> TRECHO DA PÁGINA

-------------------------

Acho que cada um de nós tem uma trilha sonora que lhe acompanha, uma trilha que ambienta seus dias, sua jornada. Minha trilha foi esculpida em tardes de outono durante aulas gazeadas e inesquecíveis descobertas. Minha trilha sempre a trago cá comigo, como agora que a vou assoviando, enquanto caminho pelas ruas desta cidade formidável, e esta palavra, formidável , que já está tão fora de moda era muito utilizada por meu pai, então por isso não a esqueço e quando a coloco feito homenagem em meio a qualquer frase, sempre me vem à boca um gosto de super herói em tardes de abril, uma TV com chuvisco irrecuperável.
Acho que cada um de nós tem sua trilha sonora e esta trilha vai sempre se modificando. Com o passar do tempo, ela vai adquirindo outros nuances, outros matizes, novos arranjos, vai virando senhora, vai se tornando sábia. Neste momento, cantarolo a minha e a faço misturar-se aos sons que vêm dos carros, ao burburinho das pessoas. Do meu lado direito escuto o som do oceano majestoso que se aproxima de mansinho e com a intimidade que só ele sabe ter invade minha trilha e isto nada mais é do que o mais puro e profundo sexo. Aquele sexo que é mais do que consentido, que é desejado. O sexo das almas gêmeas, dos apaixonados ou simplesmente o sexo dos vorazes que também são generosos e tem talento. Minha trilha tem mar, tem brisa, tem avião e tem sereia. E mais do que tudo, minha trilha sonora tem beijo, ah isso como tem... e tem palavras que não se entendem, mas que se pode muito bem imaginar.

-------------------------

[Itens de contorno]
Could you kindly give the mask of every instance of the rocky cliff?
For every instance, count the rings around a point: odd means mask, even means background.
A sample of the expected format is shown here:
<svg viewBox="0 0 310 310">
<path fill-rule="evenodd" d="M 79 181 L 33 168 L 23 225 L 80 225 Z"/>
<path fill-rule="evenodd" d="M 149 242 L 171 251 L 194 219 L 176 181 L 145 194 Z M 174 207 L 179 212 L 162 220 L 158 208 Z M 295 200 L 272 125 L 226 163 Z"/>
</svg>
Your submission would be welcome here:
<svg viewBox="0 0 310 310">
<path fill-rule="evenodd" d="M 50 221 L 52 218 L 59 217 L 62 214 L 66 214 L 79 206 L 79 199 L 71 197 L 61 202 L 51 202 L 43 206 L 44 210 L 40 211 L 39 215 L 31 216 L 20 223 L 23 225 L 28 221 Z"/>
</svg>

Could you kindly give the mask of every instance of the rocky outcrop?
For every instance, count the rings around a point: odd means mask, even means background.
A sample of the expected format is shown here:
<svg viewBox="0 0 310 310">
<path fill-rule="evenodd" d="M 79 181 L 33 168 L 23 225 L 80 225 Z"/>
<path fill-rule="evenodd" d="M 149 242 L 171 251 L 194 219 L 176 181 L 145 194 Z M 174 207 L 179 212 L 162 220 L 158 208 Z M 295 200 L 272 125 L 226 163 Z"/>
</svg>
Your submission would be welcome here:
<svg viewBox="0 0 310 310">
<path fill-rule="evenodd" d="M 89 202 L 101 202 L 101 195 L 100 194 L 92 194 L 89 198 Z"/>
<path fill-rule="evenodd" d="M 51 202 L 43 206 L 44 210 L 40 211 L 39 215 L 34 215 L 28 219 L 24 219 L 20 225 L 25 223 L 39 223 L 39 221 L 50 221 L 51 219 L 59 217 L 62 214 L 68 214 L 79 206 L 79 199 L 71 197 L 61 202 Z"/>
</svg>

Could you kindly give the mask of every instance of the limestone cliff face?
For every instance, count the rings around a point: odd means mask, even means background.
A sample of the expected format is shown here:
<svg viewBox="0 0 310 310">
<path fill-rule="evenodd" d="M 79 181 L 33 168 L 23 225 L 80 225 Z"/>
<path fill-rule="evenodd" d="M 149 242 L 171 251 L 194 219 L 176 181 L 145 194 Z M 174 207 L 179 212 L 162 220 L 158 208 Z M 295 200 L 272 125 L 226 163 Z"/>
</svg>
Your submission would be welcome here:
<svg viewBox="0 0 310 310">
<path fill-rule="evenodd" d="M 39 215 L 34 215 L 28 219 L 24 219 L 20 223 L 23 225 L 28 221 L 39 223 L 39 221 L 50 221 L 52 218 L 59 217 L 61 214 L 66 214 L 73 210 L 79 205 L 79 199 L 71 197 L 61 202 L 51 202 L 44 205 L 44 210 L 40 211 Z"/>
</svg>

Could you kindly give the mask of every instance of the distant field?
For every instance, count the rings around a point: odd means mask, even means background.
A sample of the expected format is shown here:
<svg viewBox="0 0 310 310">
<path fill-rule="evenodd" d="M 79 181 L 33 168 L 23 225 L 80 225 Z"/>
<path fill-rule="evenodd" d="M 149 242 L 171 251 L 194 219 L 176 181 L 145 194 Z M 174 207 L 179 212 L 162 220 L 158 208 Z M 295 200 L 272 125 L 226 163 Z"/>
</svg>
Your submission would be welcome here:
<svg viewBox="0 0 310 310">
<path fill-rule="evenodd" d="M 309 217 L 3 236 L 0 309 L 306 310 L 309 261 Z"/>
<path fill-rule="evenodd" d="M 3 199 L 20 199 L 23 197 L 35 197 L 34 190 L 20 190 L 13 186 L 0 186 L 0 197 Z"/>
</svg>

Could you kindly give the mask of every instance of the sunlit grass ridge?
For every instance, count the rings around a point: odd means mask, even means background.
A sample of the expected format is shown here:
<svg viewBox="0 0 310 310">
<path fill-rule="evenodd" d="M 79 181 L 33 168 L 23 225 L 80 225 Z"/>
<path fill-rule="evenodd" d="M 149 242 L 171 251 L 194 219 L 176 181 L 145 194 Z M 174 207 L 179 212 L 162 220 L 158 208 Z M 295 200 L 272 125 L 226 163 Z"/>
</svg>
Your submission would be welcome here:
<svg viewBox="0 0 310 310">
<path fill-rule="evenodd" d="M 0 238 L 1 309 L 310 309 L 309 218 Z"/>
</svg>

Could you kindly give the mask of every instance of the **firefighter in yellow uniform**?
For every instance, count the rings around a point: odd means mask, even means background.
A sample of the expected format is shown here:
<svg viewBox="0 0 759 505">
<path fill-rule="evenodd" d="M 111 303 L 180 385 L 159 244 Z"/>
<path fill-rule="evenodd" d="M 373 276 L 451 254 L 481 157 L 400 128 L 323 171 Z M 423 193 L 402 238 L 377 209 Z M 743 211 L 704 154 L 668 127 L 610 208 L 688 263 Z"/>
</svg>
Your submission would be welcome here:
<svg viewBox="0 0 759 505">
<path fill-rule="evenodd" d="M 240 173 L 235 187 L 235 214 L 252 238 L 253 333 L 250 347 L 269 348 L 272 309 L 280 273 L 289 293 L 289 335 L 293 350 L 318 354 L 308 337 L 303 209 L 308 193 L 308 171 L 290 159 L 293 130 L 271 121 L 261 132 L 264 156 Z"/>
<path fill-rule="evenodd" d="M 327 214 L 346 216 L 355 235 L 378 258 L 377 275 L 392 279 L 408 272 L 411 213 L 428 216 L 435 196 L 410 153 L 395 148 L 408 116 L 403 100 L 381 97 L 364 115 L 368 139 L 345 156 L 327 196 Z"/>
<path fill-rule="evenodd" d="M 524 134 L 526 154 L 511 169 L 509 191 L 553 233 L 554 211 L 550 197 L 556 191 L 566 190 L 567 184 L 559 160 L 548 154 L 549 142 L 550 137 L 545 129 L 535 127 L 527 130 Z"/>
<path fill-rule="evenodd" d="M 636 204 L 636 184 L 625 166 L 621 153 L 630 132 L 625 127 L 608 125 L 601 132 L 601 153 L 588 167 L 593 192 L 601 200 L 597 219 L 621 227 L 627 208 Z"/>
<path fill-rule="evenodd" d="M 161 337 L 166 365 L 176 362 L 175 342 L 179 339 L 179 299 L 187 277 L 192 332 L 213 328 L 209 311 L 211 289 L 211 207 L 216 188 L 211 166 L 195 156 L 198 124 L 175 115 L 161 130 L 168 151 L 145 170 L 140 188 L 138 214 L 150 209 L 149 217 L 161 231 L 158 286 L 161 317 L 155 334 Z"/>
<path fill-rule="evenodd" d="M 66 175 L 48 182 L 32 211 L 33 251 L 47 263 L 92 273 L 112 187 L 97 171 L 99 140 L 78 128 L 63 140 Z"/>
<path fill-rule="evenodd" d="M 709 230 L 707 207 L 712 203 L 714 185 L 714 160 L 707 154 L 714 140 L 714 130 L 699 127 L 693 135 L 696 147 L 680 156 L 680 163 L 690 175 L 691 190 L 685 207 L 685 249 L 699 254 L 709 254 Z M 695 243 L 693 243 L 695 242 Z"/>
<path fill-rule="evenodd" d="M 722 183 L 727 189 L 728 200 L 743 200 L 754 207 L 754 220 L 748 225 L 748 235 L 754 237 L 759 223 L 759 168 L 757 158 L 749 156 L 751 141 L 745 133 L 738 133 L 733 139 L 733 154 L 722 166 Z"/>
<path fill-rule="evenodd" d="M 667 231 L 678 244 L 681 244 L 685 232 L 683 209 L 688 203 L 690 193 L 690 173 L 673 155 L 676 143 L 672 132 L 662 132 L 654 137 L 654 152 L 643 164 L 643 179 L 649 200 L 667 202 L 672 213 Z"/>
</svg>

-------------------------

> TAREFAS PROPOSTAS
[a] Responda, uma por linha, às perguntas sobre o texto sobre a trilha sonora:
(i) Em que estação do ano e em que ocasiões a trilha de quem narra foi esculpida?
(ii) Quem utilizava muito a palavra "formidável"?
(iii) De que lado vem o som do oceano?
[b] Transcreva, sem nenhuma alteração, o trecho do texto sobre a trilha sonora que começa em "Acho que cada um de nós tem uma" e termina em "com chuvisco irrecuperável.".
Baseie-se unicamente no texto sobre a trilha sonora.

> RESPOSTAS POR TAREFA
[a]
(i) Em tardes de outono, durante aulas gazeadas e inesquecíveis descobertas.
(ii) O pai de quem narra.
(iii) Do lado direito.

[b]
Acho que cada um de nós tem uma trilha sonora que lhe acompanha, uma trilha que ambienta seus dias, sua jornada. Minha trilha foi esculpida em tardes de outono durante aulas gazeadas e inesquecíveis descobertas. Minha trilha sempre a trago cá comigo, como agora que a vou assoviando, enquanto caminho pelas ruas desta cidade formidável, e esta palavra, formidável , que já está tão fora de moda era muito utilizada por meu pai, então por isso não a esqueço e quando a coloco feito homenagem em meio a qualquer frase, sempre me vem à boca um gosto de super herói em tardes de abril, uma TV com chuvisco irrecuperável.